Textauszug:
· · ·
Auf der Suche nach den DDR-Millionen

■ Verjährungsfrist für DDR-Unrecht wollen SPD-Abgeordnete verlängern

Berlin (taz) – Markus Meckel hatte „einen Stein ins Wasser werfen“ wollen. Vergnügt beobachtete er auf der Expertenanhörung zum „Stand der strafrechtlichen Aufarbeit von DDR-Unrecht und Vereinigungskriminalität“ vergangene Woche in Berlin die Kreise, die sein Wurf auslöste. Mit einigen Parteigenossen rüstet er zum Sturm auf die bevorstehende Verjährung mittelschwerer Straftaten in der DDR zum Ende dieses Jahres. Als „mittelschwer“ gelten Vergehen, die im Falle einer Verurteilung mit Haftstrafen von einem bis fünf Jahren geahndet werden. Diese bleiben ungesühnt, wenn nicht bis zum 31. 12. 1997 eine Klage bei Gericht eingegangen ist.
· · ·
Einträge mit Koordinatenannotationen
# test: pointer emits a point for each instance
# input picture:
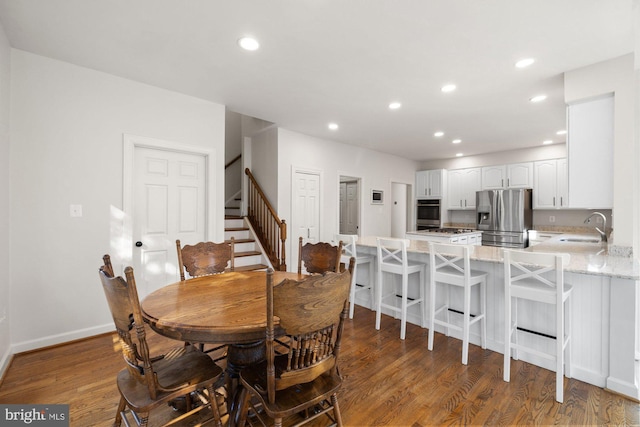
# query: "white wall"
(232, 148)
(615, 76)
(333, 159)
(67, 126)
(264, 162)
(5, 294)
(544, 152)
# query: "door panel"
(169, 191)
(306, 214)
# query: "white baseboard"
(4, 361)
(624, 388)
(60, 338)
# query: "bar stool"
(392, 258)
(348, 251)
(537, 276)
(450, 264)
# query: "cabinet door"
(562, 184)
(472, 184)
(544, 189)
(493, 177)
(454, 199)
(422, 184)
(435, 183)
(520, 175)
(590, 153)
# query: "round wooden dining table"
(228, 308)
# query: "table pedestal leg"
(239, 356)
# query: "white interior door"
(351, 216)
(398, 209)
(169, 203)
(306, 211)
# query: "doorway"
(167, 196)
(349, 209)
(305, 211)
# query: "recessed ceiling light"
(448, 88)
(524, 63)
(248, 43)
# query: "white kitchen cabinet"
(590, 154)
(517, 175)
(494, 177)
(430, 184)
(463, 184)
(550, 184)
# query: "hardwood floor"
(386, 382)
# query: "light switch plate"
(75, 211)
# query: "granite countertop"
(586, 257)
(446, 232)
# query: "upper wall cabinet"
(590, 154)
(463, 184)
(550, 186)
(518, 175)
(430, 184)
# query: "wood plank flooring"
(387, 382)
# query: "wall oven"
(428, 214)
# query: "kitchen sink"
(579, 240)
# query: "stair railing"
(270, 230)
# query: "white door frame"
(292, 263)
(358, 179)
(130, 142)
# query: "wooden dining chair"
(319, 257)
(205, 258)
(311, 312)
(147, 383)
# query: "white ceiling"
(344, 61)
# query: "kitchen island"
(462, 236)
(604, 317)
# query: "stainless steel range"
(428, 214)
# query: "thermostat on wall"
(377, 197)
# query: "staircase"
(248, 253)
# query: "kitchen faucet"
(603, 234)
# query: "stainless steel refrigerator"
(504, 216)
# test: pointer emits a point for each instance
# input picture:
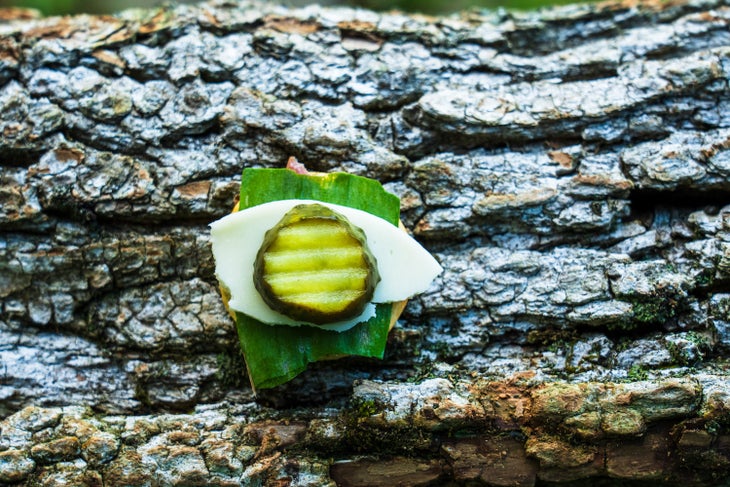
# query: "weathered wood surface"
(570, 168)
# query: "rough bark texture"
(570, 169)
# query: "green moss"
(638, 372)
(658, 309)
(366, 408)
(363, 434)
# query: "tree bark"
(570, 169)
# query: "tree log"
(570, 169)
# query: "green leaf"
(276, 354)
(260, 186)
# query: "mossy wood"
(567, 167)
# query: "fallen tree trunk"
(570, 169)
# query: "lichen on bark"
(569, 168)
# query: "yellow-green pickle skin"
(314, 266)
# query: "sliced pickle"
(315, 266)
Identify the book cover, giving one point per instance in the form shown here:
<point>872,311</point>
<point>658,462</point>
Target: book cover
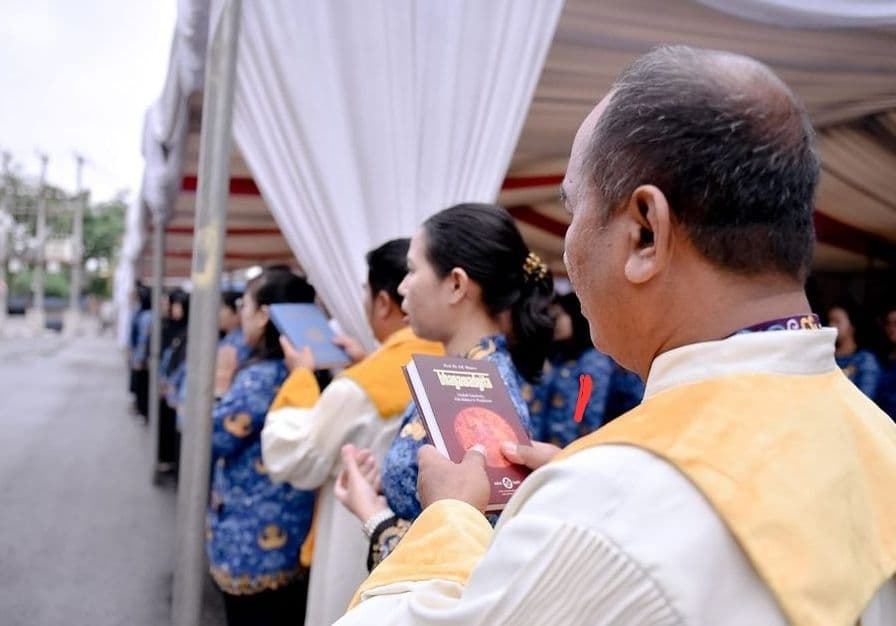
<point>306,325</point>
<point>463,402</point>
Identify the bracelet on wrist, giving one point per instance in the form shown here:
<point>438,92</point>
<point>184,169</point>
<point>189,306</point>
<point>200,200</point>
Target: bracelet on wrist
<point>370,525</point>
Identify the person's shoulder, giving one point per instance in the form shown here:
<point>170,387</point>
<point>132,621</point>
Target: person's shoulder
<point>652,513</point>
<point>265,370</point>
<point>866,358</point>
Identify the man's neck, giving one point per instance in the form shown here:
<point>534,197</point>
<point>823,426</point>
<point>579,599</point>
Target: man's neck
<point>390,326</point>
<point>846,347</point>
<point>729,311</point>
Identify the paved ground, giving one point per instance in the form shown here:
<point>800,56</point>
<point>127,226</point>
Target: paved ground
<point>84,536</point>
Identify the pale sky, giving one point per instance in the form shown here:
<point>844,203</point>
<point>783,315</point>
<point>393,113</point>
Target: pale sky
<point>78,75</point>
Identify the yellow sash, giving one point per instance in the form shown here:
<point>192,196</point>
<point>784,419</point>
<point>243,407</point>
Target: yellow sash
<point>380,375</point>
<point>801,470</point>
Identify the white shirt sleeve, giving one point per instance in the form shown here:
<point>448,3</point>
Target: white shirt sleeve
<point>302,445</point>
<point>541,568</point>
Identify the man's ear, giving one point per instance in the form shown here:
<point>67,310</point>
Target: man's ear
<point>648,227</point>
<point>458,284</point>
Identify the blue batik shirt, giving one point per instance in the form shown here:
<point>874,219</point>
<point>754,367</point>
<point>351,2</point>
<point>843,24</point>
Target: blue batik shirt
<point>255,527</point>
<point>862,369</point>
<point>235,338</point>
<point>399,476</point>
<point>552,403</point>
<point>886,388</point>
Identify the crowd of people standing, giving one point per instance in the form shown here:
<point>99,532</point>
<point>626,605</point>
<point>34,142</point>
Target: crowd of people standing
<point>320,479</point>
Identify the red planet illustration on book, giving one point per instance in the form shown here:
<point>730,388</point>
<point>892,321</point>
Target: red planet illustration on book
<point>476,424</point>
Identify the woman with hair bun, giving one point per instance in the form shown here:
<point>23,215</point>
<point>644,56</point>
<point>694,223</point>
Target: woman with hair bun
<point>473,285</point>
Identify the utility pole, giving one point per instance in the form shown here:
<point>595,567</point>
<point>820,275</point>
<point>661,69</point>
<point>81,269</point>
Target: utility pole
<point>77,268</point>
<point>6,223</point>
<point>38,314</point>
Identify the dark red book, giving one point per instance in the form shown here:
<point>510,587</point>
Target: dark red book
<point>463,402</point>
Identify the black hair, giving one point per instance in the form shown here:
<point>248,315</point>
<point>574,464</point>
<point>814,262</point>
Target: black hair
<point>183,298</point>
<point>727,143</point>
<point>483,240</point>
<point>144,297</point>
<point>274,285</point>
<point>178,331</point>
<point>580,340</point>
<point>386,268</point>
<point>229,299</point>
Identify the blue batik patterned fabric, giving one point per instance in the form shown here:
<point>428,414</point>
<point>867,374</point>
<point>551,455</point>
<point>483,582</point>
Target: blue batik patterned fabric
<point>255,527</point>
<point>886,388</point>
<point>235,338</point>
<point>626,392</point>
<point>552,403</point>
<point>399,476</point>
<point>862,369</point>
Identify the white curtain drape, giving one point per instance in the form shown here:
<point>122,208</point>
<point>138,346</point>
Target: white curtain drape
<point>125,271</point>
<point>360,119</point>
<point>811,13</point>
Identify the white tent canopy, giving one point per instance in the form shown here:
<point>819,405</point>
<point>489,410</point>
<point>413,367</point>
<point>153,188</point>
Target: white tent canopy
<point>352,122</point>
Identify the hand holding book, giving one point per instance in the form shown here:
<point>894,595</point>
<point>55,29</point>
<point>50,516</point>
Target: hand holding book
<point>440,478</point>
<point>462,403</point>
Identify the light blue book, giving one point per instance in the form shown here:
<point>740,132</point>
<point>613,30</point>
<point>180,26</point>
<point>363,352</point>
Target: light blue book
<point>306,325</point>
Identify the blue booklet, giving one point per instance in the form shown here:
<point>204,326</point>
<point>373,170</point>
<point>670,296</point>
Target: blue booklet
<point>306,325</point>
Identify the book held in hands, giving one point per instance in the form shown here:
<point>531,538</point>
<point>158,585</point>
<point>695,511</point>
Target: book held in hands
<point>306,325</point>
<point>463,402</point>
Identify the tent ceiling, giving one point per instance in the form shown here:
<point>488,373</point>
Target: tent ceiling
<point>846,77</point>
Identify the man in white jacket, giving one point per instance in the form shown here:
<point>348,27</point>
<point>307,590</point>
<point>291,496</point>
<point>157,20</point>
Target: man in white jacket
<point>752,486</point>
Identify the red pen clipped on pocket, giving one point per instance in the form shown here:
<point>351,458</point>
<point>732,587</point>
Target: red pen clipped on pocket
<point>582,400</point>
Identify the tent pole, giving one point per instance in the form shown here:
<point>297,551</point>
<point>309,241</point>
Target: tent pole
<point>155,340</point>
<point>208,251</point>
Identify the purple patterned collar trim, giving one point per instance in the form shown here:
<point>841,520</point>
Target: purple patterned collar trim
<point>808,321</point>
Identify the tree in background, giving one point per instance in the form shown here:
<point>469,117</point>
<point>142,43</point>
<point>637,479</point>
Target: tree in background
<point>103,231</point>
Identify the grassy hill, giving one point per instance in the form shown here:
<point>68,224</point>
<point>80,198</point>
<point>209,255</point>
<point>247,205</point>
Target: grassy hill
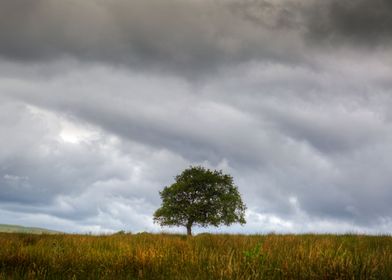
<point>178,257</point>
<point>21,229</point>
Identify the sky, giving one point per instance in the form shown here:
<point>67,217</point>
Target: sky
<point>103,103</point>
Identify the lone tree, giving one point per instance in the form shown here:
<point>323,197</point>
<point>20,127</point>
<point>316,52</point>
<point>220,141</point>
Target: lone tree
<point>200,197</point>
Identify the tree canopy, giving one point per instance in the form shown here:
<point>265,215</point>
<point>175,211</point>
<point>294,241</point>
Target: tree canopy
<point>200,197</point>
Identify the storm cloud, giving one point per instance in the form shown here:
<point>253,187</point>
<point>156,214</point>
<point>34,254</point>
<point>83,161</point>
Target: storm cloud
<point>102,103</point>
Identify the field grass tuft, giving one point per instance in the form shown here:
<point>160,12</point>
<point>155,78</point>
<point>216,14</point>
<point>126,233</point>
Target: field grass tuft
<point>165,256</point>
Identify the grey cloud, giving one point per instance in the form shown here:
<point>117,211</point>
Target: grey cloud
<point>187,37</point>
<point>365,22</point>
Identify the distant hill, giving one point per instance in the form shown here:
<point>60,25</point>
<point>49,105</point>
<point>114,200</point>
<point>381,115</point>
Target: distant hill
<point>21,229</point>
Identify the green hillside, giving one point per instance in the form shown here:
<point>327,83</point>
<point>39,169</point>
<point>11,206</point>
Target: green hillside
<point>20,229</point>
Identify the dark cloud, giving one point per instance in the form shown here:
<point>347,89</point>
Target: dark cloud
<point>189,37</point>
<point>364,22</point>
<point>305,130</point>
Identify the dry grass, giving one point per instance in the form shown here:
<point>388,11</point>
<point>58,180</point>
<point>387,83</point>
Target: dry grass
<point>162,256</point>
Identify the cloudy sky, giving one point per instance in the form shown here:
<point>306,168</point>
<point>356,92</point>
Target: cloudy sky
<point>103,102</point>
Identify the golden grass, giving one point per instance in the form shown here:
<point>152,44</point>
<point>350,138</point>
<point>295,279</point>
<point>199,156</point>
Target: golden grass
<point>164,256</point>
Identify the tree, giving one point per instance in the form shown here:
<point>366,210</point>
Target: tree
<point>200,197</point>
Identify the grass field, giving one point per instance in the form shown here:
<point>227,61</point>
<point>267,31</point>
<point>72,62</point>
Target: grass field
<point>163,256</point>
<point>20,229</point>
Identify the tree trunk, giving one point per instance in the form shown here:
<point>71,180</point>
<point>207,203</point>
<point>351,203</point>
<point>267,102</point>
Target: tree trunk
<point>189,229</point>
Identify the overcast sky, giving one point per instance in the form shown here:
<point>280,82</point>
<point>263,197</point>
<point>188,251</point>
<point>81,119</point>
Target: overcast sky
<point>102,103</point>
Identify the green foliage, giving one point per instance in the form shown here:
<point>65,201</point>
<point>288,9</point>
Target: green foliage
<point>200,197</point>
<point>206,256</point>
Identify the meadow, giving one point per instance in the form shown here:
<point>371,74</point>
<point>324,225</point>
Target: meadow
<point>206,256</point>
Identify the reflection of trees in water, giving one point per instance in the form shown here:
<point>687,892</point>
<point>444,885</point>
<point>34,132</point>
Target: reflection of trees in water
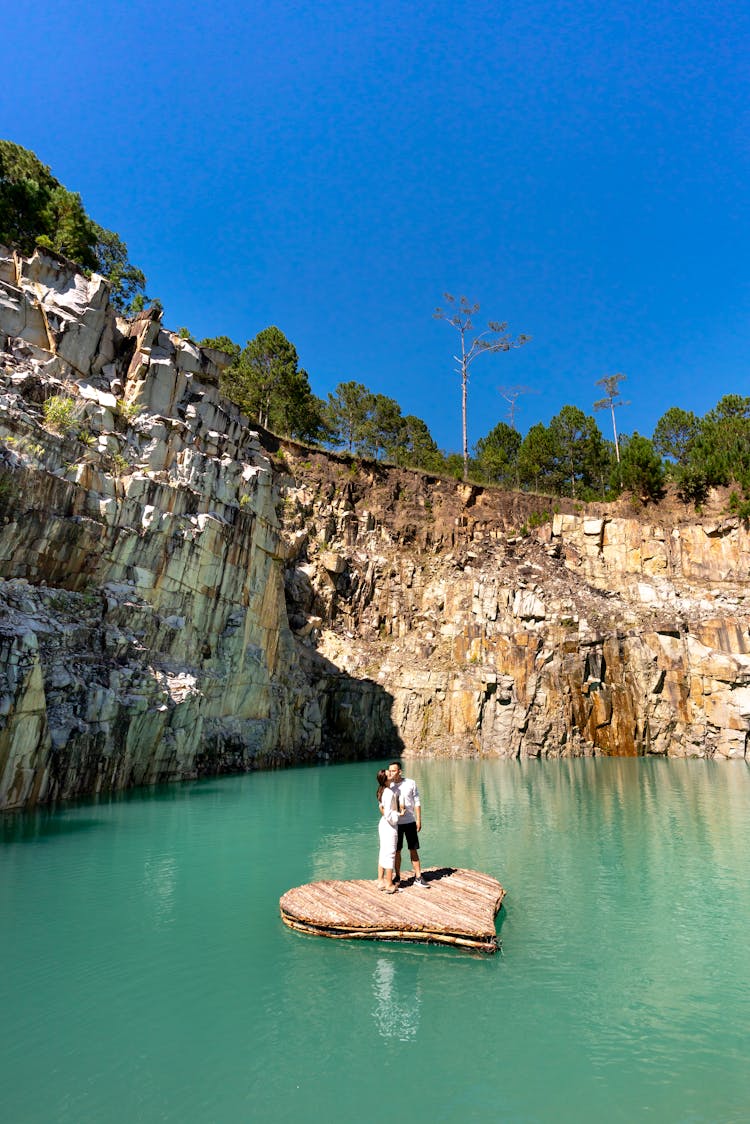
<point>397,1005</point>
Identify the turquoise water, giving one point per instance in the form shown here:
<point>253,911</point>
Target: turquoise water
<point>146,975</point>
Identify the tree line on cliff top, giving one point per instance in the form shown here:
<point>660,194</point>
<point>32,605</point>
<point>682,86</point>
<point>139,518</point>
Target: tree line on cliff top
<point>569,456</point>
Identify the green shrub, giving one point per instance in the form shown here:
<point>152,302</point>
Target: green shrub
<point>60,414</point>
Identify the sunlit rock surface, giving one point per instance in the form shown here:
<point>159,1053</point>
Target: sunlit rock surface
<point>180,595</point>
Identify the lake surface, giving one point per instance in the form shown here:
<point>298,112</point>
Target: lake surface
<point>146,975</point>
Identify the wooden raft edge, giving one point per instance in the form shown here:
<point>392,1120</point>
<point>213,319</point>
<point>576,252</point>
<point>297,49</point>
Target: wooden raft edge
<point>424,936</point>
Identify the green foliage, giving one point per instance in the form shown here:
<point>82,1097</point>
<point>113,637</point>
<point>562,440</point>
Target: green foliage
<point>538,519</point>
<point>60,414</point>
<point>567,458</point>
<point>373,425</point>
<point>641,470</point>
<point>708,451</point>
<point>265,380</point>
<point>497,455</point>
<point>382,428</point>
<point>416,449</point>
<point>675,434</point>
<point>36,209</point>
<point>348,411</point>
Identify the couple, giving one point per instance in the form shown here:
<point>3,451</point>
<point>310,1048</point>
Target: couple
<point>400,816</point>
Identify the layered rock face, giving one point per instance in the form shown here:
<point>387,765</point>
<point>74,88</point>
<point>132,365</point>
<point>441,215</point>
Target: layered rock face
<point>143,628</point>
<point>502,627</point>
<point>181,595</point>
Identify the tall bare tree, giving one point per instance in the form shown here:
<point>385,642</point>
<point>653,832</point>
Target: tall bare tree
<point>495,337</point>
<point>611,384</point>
· · ·
Zu erledigende Aufgaben:
1) Aktualisiere den Artikel zur Verjährung von DDR-Unrecht, indem du die Passage beginnend mit „Berlin (taz) –“ und weiter bis „Gericht eingegangen ist.“ erneut wiedergibst und darin „Expertenanhörung“ durch „Sachverständigenanhörung“ ersetzt.
2) Schreibe den Artikel zur Verjährung von DDR-Unrecht im Anschluss an seinen letzten Satz fort.

Ergebnisse:
1)
Berlin (taz) – Markus Meckel hatte „einen Stein ins Wasser werfen“ wollen. Vergnügt beobachtete er auf der Sachverständigenanhörung zum „Stand der strafrechtlichen Aufarbeit von DDR-Unrecht und Vereinigungskriminalität“ vergangene Woche in Berlin die Kreise, die sein Wurf auslöste. Mit einigen Parteigenossen rüstet er zum Sturm auf die bevorstehende Verjährung mittelschwerer Straftaten in der DDR zum Ende dieses Jahres. Als „mittelschwer“ gelten Vergehen, die im Falle einer Verurteilung mit Haftstrafen von einem bis fünf Jahren geahndet werden. Diese bleiben ungesühnt, wenn nicht bis zum 31. 12. 1997 eine Klage bei Gericht eingegangen ist.

2)
„Das ist ein mittlerer Justizskandal ohne Not“, meinte Friedhelm Julius Beucher, Mitglied der SPD-Bundestagsfraktion. Kohl müsse die „Unrechtsbewältigung zur Chefsache machen.“ Die Aufarbeitung des DDR-Unrechts und der Vereinigungskriminalität sei eine nationale Aufgabe.

Zwar sind die anhängigen Verfahren wegen Rechtsbeugung, Nötigung, Erpressung und Urkundenfälschung durch Behörden des SED-Staats weitaus zahlreicher als die aufgedeckten Fälle von Betrug und Untreue im Zusammenhang von Währungseinheit und Privatisierung von DDR-Unternehmen. Aber bei letzteren geht es um Geld. Nicht einmal grob läßt sich abschätzen, welche Summen der Bundesrepublik durch die Lappen gehen, wenn Treuhand-Gaunereien und Währungsschwindel nicht weiter verfolgt werden. Unstrittig ist, daß es sich um Milliardenbeträge handelt.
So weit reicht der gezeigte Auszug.